* [Requirements] List each line of the data below that contains the word "yellow", copying every such line in full.

* [Records for the task]
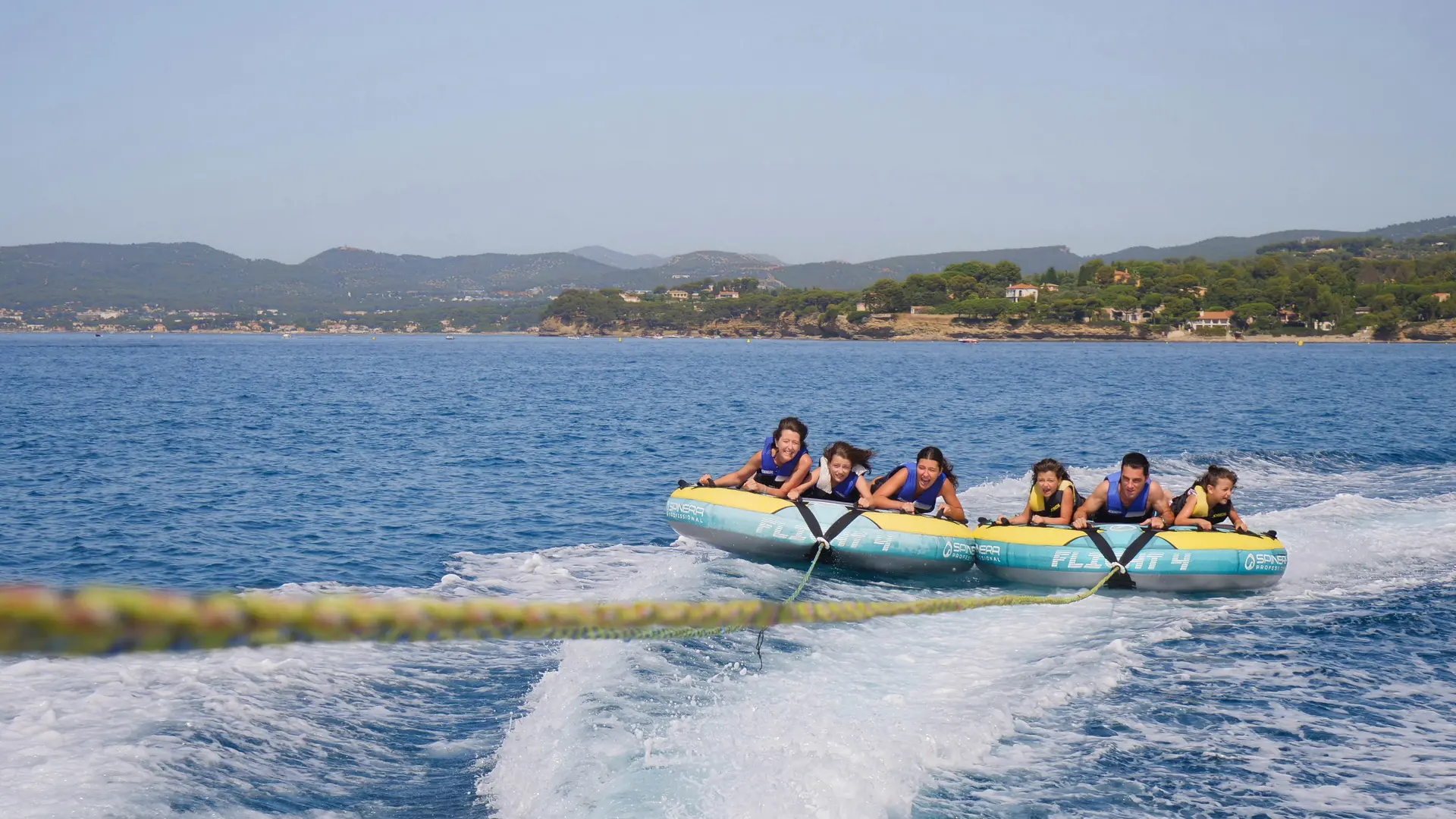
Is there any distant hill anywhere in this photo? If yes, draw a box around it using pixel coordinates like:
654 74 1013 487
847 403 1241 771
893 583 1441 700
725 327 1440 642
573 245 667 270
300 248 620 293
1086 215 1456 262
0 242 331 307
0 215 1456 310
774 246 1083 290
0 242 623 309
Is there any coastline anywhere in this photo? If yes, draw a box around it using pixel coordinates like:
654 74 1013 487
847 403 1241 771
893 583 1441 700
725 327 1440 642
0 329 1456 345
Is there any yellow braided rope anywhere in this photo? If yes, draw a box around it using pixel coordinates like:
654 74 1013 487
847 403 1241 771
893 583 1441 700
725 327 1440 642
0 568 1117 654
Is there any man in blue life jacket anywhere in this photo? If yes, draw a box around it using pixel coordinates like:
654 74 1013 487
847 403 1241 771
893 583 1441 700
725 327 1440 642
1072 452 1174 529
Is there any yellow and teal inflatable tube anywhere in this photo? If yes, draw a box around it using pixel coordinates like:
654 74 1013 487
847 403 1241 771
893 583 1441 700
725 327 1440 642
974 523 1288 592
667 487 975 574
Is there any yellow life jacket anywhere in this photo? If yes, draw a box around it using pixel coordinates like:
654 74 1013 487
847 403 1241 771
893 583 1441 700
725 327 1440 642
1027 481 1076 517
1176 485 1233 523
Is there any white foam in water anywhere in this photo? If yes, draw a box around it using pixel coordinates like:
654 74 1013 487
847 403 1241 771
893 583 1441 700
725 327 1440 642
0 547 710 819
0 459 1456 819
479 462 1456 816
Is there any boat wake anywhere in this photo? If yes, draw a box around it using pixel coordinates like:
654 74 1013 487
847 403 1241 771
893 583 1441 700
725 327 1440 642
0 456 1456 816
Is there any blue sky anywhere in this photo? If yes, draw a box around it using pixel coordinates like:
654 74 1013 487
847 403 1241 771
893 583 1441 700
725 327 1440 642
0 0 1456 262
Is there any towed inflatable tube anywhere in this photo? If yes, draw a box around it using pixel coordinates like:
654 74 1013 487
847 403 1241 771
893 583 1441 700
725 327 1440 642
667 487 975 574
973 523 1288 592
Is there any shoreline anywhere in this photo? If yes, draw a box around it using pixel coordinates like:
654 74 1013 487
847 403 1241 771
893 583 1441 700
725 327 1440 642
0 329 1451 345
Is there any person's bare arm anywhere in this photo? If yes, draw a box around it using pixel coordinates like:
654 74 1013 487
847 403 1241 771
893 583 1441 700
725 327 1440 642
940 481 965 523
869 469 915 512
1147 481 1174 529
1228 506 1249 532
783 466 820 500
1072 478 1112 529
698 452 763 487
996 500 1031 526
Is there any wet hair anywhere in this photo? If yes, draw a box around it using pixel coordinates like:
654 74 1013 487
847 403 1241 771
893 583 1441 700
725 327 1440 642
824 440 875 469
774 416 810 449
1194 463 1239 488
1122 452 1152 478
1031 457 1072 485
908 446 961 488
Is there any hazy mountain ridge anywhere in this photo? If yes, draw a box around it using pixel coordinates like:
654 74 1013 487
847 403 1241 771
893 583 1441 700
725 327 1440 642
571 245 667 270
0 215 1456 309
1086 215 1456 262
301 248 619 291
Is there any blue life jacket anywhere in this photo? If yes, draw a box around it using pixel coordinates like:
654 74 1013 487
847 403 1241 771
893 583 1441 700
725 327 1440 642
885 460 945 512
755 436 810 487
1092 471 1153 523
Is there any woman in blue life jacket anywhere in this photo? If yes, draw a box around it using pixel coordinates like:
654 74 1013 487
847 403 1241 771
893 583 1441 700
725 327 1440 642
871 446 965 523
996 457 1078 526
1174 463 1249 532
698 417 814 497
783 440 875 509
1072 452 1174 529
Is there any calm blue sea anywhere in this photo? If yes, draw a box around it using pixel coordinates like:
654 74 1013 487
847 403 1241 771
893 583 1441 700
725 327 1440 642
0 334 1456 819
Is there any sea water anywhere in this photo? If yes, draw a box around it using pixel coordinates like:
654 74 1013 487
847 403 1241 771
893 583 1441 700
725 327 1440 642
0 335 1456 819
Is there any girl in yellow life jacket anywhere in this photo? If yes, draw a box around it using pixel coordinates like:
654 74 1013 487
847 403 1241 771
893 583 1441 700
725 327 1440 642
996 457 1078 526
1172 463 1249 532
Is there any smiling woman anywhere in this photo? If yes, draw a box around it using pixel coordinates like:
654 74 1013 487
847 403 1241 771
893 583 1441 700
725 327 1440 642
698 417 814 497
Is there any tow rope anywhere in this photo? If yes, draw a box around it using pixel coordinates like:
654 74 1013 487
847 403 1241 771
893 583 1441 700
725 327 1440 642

* [In response]
Is there any yellow braided rope anywhere in this photo? If yes, draw a box around it using pixel coordinates like:
Is there any yellow and teal inflatable tube anywhere in this photo? If yes, draw a box around it using pixel coordinates like:
Is there any yellow life jacket anywhere in this photo? If yes, draw a box around it using pixel coordinates like:
Is there any girl in yellow life jacket anywhere in this photo? If yes, draw a box around it using pixel coordinates like:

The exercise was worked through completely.